Given exercise ▸ Pull out each line of the items below that contains the string "vintage", and copy every such line in full. Case counts when matching.

Data extract ▸
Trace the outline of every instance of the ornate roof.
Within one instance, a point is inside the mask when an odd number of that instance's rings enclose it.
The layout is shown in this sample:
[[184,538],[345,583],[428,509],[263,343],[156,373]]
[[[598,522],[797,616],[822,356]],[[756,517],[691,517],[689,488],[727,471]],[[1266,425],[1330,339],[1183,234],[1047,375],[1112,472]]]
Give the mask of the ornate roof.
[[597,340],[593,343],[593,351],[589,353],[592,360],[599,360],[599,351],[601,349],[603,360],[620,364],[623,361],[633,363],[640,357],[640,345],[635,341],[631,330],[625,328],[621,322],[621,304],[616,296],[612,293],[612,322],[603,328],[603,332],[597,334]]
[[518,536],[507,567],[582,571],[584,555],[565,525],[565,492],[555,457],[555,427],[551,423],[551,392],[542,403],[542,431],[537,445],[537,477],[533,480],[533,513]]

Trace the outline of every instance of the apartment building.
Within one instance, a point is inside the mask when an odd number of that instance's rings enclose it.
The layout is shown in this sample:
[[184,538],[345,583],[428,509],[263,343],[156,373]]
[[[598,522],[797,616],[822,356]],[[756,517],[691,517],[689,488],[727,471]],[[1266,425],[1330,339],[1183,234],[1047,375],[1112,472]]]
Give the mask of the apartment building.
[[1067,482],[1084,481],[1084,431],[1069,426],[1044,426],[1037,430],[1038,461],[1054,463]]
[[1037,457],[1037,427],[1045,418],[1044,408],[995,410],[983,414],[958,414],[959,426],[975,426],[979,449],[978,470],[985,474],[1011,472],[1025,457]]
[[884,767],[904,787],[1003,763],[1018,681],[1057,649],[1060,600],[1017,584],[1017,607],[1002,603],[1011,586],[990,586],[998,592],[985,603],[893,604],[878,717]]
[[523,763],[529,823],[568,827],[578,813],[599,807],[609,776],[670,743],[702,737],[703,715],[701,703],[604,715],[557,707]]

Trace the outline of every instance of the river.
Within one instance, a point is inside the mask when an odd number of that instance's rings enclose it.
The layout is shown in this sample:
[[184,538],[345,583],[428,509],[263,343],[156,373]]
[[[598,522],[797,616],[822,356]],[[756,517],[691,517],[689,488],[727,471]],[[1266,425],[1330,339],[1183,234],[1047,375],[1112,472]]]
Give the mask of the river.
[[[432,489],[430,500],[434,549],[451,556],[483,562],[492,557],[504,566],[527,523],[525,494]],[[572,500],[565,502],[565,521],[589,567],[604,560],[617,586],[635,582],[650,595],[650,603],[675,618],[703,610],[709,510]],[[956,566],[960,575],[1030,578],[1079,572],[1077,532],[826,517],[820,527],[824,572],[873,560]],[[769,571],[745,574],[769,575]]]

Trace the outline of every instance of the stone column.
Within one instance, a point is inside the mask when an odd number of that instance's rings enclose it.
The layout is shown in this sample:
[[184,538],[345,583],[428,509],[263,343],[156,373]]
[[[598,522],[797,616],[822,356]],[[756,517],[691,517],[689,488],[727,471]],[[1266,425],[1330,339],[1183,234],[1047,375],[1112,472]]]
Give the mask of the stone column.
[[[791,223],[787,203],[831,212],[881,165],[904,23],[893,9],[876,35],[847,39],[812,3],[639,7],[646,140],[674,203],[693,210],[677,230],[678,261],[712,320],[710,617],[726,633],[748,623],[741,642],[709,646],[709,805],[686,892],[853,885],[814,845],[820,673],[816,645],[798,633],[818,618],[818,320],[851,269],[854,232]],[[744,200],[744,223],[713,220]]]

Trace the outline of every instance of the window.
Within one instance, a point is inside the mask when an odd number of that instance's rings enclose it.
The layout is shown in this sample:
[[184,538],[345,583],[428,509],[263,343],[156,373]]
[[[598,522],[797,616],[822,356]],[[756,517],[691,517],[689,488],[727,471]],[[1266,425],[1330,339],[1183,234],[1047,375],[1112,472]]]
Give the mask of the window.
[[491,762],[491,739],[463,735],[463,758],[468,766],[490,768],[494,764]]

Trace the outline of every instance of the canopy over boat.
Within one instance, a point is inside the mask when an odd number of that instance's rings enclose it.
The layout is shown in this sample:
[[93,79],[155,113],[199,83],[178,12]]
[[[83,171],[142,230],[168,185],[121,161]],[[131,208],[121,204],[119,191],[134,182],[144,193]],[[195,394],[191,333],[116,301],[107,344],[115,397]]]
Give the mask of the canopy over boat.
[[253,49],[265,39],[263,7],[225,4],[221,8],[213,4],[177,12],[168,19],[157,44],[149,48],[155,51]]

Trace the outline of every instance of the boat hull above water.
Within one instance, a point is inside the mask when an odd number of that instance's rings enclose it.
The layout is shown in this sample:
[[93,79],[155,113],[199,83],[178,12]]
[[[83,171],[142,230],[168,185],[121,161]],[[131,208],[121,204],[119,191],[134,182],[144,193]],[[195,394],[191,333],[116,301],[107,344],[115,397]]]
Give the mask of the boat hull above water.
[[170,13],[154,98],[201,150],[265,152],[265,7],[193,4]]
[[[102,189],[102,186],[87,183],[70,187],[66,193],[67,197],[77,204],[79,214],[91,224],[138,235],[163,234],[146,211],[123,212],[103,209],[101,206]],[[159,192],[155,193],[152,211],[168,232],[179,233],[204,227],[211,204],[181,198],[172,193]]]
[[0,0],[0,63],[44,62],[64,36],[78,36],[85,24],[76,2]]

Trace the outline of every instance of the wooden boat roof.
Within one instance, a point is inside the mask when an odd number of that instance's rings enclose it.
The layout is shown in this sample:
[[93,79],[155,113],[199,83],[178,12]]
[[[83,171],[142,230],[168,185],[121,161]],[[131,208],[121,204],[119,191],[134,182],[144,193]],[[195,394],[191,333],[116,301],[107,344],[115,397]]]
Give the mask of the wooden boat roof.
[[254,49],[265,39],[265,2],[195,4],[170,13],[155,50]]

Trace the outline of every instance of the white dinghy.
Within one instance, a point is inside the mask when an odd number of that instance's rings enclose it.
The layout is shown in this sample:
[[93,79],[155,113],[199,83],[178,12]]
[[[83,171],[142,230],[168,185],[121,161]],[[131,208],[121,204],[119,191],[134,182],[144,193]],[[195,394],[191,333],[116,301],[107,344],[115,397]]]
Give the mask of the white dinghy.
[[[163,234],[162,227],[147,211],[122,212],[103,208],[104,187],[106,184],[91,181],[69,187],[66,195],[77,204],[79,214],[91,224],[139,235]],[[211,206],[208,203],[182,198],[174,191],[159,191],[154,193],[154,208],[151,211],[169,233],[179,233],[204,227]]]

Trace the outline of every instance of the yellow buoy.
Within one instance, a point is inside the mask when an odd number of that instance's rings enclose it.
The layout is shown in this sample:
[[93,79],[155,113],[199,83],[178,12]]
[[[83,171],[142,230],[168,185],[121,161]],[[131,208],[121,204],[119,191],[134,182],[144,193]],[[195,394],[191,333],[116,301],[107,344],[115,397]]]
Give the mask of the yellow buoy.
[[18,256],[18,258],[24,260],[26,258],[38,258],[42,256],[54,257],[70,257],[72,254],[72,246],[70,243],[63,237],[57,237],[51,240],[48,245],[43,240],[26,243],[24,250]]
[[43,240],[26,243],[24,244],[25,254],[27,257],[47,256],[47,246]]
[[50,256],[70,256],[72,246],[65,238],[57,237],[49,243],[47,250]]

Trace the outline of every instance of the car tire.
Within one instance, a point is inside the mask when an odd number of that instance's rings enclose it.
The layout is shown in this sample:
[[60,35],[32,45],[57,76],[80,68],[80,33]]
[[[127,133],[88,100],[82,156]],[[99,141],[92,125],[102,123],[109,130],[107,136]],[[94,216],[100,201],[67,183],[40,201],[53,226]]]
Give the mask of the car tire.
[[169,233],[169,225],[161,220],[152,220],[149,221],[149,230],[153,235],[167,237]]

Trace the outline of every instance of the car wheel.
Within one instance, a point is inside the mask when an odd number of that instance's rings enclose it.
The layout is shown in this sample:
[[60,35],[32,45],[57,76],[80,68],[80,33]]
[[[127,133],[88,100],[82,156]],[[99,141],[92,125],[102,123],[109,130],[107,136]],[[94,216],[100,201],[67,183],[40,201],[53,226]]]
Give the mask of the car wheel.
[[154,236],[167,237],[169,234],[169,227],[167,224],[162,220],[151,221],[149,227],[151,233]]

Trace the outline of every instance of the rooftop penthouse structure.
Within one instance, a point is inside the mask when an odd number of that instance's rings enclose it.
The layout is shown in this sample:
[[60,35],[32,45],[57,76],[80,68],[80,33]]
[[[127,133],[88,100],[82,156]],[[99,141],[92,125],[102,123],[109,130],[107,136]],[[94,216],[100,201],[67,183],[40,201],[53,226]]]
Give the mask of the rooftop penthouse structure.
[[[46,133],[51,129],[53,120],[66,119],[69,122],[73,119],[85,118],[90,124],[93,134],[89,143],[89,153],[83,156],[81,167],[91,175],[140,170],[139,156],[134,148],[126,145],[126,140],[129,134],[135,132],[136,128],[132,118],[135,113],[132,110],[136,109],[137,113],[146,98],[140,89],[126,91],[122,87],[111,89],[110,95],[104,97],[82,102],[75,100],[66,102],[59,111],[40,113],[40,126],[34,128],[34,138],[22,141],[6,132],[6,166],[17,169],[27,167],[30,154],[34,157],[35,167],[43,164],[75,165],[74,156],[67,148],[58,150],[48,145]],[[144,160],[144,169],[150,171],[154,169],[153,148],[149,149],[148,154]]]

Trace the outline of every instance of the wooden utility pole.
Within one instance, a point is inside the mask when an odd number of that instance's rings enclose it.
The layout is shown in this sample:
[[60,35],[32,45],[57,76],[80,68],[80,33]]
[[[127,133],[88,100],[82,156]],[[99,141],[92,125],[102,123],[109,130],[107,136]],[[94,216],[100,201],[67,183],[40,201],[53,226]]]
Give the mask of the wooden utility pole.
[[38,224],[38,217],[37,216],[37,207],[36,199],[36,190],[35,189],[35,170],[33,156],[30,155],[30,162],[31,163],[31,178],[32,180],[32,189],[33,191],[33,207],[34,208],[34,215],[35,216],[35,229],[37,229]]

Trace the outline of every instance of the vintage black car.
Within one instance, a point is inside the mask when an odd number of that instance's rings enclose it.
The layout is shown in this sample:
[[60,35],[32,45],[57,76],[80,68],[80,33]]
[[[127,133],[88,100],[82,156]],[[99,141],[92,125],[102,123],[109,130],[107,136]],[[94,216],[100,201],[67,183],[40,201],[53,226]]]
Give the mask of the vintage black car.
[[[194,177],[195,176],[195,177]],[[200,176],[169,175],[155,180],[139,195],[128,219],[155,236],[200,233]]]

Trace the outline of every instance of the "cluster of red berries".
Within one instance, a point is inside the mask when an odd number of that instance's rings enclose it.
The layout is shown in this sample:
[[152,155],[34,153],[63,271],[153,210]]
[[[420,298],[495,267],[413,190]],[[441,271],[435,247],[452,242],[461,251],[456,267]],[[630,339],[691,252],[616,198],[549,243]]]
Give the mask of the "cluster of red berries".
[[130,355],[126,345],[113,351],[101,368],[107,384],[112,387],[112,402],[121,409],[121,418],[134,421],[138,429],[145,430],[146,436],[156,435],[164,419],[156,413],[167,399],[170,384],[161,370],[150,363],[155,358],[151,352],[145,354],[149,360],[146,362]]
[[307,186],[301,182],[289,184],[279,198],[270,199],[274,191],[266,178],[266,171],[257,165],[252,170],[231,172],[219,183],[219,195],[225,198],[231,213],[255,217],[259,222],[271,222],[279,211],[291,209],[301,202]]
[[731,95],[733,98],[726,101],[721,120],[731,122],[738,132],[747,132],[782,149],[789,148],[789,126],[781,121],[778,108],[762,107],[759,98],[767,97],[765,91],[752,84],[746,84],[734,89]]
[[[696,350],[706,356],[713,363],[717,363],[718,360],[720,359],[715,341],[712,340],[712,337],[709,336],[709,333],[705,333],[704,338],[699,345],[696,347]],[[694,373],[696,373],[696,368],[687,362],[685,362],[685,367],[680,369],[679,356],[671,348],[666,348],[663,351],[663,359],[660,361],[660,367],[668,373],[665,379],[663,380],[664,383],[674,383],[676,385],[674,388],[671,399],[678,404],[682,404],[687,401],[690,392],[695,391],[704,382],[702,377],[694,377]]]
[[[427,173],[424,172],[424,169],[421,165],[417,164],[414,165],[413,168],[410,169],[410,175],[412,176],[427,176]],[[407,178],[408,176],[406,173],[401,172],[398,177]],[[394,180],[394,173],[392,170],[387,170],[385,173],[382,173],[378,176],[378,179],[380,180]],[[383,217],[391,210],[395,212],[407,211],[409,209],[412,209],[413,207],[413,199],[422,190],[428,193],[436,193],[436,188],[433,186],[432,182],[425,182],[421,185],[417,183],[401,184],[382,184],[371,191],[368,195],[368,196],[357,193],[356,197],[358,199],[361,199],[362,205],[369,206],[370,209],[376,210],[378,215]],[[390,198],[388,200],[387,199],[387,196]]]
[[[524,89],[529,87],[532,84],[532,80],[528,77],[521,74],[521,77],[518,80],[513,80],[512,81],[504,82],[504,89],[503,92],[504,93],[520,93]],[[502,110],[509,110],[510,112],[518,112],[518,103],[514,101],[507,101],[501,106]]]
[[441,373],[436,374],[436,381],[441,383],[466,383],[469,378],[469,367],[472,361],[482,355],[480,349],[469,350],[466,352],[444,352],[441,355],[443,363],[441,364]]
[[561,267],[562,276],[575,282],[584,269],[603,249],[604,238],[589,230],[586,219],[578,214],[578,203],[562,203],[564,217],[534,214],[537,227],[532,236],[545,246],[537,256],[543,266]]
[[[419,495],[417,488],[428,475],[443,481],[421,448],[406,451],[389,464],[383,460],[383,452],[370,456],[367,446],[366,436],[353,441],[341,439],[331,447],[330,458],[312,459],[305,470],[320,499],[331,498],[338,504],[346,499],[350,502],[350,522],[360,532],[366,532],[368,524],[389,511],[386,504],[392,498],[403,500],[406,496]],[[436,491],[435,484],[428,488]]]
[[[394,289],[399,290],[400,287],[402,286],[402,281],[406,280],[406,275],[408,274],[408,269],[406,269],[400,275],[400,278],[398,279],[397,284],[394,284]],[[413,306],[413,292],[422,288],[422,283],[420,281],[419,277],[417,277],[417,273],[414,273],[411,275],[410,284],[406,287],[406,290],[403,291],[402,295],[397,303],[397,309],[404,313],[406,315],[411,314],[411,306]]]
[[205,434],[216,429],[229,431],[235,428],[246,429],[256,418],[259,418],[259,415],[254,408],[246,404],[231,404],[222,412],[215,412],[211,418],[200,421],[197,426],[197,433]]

Answer to this exercise ▸
Trace the outline of every instance of the vintage black car.
Give the mask of the vintage black car.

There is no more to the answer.